Antibodies could combat atherosclerosis as well as tumor
Researchers at the Stanford University School of Medicine have found that a protein, known as CD47, has a role in enabling atherosclerosis, the process underlying heart attacks and strokes.
CD47 on the surface of many cells, including those of tumor cells in the human body, gives a so-called "don't eat me" signal to immune cells known as macrophages, indicating that a cell is alive, still going strong and part of a person's healthy tissue.
In a new study, published recently online in Nature, reserachers at Stanford and two other U.S. universities report that CD47 is extremely abundant in atherosclerotic tissue compared with normal vascular tissue, and correlated with risk for adverse clinical outcomes such as stroke.
Their findings were based on genetic analyses of hundreds of human coronary and carotid artery tissue samples collected at Stanford and at Karolinska Institute in Sweden. And looking at data from other genetic research, they learned that surplus CD47 in atherosclerotic plaques strongly correlates with elevated levels of a well-known inflammation-promoting substance called TNF-alpha.

════

TASK A: Decide whether each statement agrees with the passage on CD47 and atherosclerosis, answering yes or no and quoting the words of the passage that settle it: (i) CD47 is present in greater amounts in atherosclerotic tissue than in normal vascular tissue. (ii) All of the tissue samples were collected at Stanford. (iii) Surplus CD47 in atherosclerotic plaques correlates with lower levels of TNF-alpha.
TASK B: Continue the passage on CD47 and atherosclerosis, starting after its final sentence.
The items after the passage on CD47 and atherosclerosis are separate material unrelated to it.

Entries drawn from a collection

════

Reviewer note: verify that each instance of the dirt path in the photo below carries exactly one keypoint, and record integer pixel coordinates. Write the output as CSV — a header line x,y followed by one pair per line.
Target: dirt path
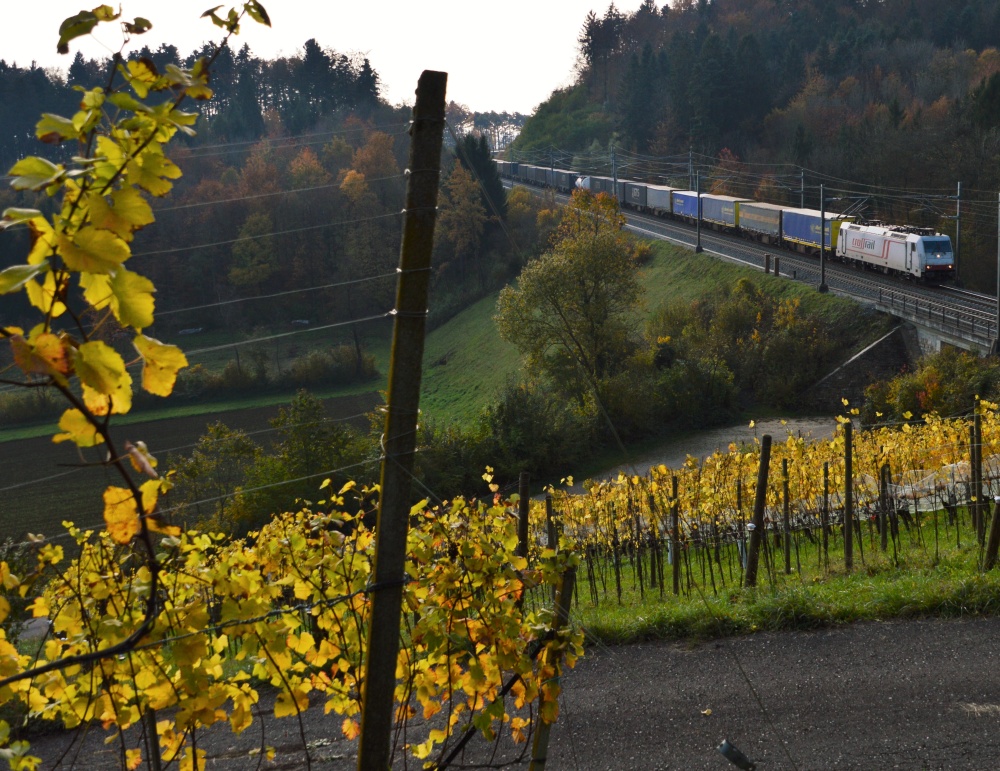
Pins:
x,y
907,695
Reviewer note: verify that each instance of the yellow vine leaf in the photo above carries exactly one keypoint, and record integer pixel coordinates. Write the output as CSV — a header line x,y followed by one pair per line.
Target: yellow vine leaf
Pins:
x,y
119,401
161,363
141,76
132,299
77,429
100,367
151,170
92,250
44,355
16,276
126,212
43,296
120,514
288,704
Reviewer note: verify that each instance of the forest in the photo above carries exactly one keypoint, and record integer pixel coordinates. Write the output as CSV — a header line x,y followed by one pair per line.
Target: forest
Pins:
x,y
285,218
892,101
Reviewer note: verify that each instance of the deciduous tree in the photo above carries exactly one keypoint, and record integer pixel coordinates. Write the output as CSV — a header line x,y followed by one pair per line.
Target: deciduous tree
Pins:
x,y
571,313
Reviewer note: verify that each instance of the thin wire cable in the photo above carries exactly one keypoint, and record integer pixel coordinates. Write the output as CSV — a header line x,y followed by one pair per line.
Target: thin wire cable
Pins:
x,y
240,239
168,450
285,293
256,196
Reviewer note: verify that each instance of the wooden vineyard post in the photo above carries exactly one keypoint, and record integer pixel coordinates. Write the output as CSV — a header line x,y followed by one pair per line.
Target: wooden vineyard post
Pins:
x,y
550,524
990,556
399,439
977,424
786,519
848,497
826,515
523,510
757,524
540,747
883,516
675,559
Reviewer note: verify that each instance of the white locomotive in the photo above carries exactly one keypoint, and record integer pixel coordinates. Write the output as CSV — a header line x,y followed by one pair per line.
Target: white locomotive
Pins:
x,y
916,252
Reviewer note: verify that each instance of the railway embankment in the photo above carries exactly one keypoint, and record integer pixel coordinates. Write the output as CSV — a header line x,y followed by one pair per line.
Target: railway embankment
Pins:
x,y
880,360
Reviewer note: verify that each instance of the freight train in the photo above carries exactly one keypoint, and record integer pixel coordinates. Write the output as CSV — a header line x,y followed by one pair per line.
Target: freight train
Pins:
x,y
918,253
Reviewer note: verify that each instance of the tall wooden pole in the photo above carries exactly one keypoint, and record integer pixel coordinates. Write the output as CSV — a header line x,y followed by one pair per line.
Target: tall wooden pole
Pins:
x,y
848,497
757,526
786,517
399,439
675,536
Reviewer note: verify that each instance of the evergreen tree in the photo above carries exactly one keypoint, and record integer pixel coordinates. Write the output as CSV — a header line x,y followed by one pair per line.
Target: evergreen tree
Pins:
x,y
474,154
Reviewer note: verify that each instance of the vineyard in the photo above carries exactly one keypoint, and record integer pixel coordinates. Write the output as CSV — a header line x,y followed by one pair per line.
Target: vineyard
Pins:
x,y
915,495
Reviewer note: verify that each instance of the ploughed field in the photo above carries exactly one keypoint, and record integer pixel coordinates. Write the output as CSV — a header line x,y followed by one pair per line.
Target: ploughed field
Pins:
x,y
42,483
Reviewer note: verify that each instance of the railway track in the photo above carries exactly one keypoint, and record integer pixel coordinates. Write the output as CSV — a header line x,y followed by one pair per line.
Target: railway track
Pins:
x,y
967,315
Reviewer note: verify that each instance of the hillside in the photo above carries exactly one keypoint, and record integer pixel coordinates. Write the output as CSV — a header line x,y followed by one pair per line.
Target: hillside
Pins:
x,y
892,104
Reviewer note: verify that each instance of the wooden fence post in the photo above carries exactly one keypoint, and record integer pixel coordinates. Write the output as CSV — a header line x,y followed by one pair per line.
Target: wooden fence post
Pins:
x,y
523,511
990,557
675,557
848,497
883,516
977,424
399,439
825,523
786,518
540,747
757,525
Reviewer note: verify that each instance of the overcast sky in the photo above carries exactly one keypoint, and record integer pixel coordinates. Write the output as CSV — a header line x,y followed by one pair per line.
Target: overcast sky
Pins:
x,y
498,56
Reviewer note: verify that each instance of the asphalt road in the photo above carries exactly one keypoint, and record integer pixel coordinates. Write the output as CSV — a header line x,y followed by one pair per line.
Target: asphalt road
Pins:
x,y
908,695
898,695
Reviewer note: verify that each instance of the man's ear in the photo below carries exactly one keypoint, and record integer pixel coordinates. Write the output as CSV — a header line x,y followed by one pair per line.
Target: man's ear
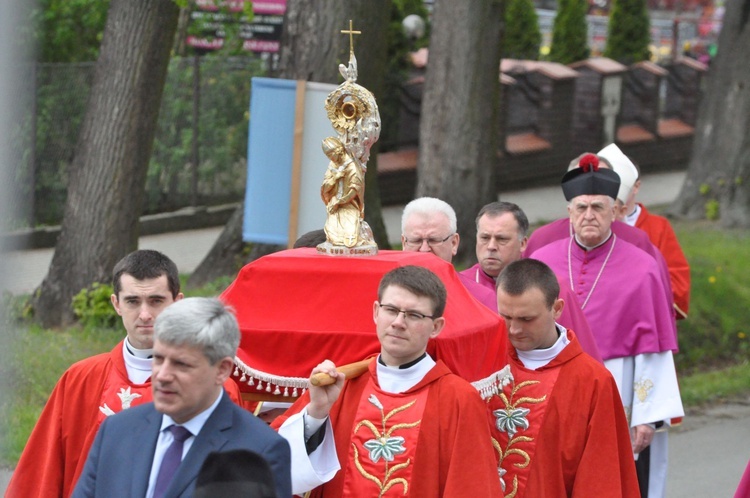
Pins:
x,y
115,303
557,308
437,327
226,365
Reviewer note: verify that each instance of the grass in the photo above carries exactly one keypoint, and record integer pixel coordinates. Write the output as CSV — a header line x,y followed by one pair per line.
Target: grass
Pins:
x,y
31,361
712,364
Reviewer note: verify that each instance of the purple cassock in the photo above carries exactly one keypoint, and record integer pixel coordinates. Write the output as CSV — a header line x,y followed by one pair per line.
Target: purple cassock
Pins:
x,y
619,287
571,318
562,229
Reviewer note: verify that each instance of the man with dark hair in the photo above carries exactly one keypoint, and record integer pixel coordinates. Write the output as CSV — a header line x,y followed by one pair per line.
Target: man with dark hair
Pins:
x,y
558,415
145,283
407,422
195,342
501,238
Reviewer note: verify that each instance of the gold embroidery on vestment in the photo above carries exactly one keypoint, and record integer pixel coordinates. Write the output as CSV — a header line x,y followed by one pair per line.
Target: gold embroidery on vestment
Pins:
x,y
385,446
642,389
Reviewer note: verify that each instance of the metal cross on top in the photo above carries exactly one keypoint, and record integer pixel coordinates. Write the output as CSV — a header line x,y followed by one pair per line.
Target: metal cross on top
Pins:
x,y
351,34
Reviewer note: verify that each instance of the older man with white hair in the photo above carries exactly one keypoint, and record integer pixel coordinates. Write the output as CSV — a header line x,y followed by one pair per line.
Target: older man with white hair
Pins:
x,y
620,290
429,225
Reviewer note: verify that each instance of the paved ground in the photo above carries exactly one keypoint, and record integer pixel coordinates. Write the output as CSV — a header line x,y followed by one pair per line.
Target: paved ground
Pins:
x,y
707,454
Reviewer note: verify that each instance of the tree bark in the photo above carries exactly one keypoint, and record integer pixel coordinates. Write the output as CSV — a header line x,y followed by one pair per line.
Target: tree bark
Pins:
x,y
108,172
312,46
718,177
458,136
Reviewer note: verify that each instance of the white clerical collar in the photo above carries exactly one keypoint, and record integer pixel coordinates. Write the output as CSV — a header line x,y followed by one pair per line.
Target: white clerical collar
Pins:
x,y
633,217
587,248
139,368
537,358
398,380
138,353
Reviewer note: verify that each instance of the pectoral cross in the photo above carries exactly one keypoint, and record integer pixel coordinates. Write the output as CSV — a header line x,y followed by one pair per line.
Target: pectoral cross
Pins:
x,y
351,34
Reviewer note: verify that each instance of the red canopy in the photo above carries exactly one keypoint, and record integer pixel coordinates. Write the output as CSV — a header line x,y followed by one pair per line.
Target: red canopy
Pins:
x,y
296,308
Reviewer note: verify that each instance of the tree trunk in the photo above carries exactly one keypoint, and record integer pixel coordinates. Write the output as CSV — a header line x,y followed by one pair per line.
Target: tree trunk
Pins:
x,y
312,46
718,177
458,136
108,172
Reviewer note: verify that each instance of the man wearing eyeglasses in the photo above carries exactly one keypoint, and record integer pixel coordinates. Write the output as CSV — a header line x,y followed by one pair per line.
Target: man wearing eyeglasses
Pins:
x,y
407,423
429,225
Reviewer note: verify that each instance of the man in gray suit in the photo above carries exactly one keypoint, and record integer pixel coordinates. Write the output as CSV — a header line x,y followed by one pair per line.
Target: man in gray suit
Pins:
x,y
157,449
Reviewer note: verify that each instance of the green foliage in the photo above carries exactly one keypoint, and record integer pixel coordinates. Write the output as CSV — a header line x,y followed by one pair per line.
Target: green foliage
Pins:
x,y
29,368
716,331
629,32
522,34
93,306
222,132
569,32
398,67
712,210
69,30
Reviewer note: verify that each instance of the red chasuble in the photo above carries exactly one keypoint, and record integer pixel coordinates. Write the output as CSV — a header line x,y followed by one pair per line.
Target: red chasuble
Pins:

════

REPLY A:
(i) Yes: "CD47 is extremely abundant in atherosclerotic tissue compared with normal vascular tissue"
(ii) No: "collected at Stanford and at Karolinska Institute in Sweden"
(iii) No: "strongly correlates with elevated levels of a well-known inflammation-promoting substance called TNF-alpha"

REPLY B:
Further experiments showed that TNF-alpha activity prevents what would otherwise be a progressive decrease of CD47 on dying cells, according to a release from Stanford Medicine News Center. Hence, those cells are less susceptible to being eaten by macrophages.
Atherosclerosis is caused by the deposition of fatty substances along arterial walls. Over the years, these substances form plaques. It is known that numerous dead and dying cells accumulate in plaques, which inflammation renders brittle and vulnerable to rupture, the ultimate cause of heart attack and stroke.
As a cell approaches death, its CD47 surface proteins normally start disappearing, exposing the cell to macrophages' garbage-disposal service. But atherosclerotic plaques are filled with dead and dying cells that should have been cleared by macrophages, yet weren't. In fact, many of the cells piling up in these lesions are dead macrophages and other vascular cells that should have been cleared long ago.
"It seems that heart disease may be driven by our immune system's inability to 'take out the trash,'" Nicholas Leeper, associate professor of vascular surgery and of cardiovascular medicine at Stanford, was quoted as saying.
"The problem could be an endless loop, in which TNF-alpha-driven CD47 overexpression prevents macrophages from clearing dying cells in the lesion. Those cells release substances that promote the production of even more TNF-alpha in nearby cells."
Leeper and Irving Weissman, professor of pathology and of developmental biology and director of Stanford's Institute of Stem Cell Biology and Regenerative Medicine, have filed a patent describing inhibition of CD47 as a method to prevent atherosclerosis.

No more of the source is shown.